■ **PASSAGE**
● ● ● ● ●
Re: iowait boost is broken

All of lore.kernel.org
 help / color / mirror / Atom feed

From: Joel Fernandes <joel@joelfernandes.org>
To: Beata Michalska <beata.michalska@arm.com>
Cc: Valentin Schneider <valentin.schneider@arm.com>,
	Quentin Perret <qperret@google.com>,
	Peter Zijlstra <peterz@infradead.org>,
	LKML <linux-kernel@vger.kernel.org>,
	Qais Yousef <qais.yousef@arm.com>,
	Vincent Guittot <vincent.guittot@linaro.org>,
	Viresh Kumar <viresh.kumar@linaro.org>
Subject: Re: iowait boost is broken
Date: Tue, 8 Jun 2021 15:09:37 -0400	[thread overview]
Message-ID: <YL/AcZRAQ6Us4xd2@google.com> (raw)
In-Reply-To: <20210607191031.GA12489@e120325.cambridge.arm.com>

Hi Beata,

On Mon, Jun 07, 2021 at 08:10:32PM +0100, Beata Michalska wrote:
> Hi Joel,
> 
> Thanks for sending this out.

Np, thanks for replying.

> On Mon, Jun 07, 2021 at 12:19:01PM -0400, Joel Fernandes wrote:
> > Hi all,
> > Looks like iowait boost is completely broken upstream. Just
> > documenting my findings of iowait boost issues:
> > 
> I wouldn't go as far to state that it is completely broken. Rather that
> the current sugov implementation for iowait boosting is not meeting
> the expectations and I believe this should be clarified first. More on those
> expectations below.
> > 1. If a CPU requests iowait boost in a cluster, another CPU can go
> > ahead and reset very quickly it since it thinks there's no new request
> > for the iowait boosting CPU
> So the 'boosting' value is being tracked per CPU, so each core in a cluster
> will have it's own variant of that. When calculating the shared freq for
> the cluster, sugov will use max utilization reported on each core, including
> I/O boost. Now, if there is no pending request for boosting on a given core
> at the time of calling sugov_iowait_apply, the current 'boost' will be
> reduced, but only this one and that will not affect boost values on remaining
> CPUs. It means that there was no task waking up on that particular CPU after
> waiting on I/O request. So I would say it's fine. Unless I am misunderstanding
> your case ?
● ● ● ● ●
■ **OBJECTIVES**
A - Rewrite the part of the iowait boost thread starting at "From: Joel Fernandes" and ending at "Message-ID: <YL/AcZRAQ6Us4xd2@google.com> (raw)", swapping "LKML" for "Linux Kernel Mailing List".
B - According to Beata's reply in the iowait boost thread, how is the boosting value tracked?
Use only the iowait boost thread to answer.
● ● ● ● ●
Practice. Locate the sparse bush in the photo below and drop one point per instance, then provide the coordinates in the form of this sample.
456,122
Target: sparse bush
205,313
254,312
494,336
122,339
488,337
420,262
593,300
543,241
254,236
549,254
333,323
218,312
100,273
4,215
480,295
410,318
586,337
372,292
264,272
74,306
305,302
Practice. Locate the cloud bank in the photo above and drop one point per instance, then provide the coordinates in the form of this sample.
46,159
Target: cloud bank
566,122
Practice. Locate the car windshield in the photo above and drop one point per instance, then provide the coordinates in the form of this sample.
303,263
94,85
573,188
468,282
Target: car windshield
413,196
● ● ● ● ●
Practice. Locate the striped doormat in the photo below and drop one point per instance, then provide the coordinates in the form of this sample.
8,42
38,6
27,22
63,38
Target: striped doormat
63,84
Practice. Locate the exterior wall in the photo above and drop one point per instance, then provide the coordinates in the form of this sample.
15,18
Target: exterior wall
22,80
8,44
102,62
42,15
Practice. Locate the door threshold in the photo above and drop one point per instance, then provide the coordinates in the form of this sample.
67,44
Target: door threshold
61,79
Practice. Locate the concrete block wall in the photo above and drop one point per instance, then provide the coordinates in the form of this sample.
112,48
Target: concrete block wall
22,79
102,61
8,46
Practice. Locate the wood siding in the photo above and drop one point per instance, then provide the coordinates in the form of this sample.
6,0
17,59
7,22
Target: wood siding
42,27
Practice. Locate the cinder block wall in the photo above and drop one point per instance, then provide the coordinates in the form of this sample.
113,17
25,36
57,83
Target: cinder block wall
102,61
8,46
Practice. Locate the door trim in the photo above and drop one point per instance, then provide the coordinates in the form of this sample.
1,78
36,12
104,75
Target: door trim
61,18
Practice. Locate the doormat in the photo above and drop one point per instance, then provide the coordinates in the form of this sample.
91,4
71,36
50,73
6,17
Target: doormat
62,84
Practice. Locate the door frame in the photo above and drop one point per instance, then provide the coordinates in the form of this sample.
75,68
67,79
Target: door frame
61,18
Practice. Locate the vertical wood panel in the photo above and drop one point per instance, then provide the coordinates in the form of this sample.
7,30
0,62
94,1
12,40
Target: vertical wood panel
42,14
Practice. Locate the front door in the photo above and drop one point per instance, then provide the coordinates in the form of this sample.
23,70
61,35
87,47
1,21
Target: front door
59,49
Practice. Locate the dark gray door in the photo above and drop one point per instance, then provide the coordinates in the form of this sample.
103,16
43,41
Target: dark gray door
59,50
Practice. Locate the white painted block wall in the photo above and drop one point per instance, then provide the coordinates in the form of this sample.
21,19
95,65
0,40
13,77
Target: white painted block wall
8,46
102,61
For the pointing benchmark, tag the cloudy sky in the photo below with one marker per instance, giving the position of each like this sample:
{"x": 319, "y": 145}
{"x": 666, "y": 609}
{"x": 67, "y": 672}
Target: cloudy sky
● ● ● ● ●
■ **ANSWERS TO THE EXERCISE**
A -
From: Joel Fernandes <joel@joelfernandes.org>
To: Beata Michalska <beata.michalska@arm.com>
Cc: Valentin Schneider <valentin.schneider@arm.com>,
	Quentin Perret <qperret@google.com>,
	Peter Zijlstra <peterz@infradead.org>,
	Linux Kernel Mailing List <linux-kernel@vger.kernel.org>,
	Qais Yousef <qais.yousef@arm.com>,
	Vincent Guittot <vincent.guittot@linaro.org>,
	Viresh Kumar <viresh.kumar@linaro.org>
Subject: Re: iowait boost is broken
Date: Tue, 8 Jun 2021 15:09:37 -0400	[thread overview]
Message-ID: <YL/AcZRAQ6Us4xd2@google.com> (raw)

B - It is tracked per CPU, so each core in a cluster has its own variant of it.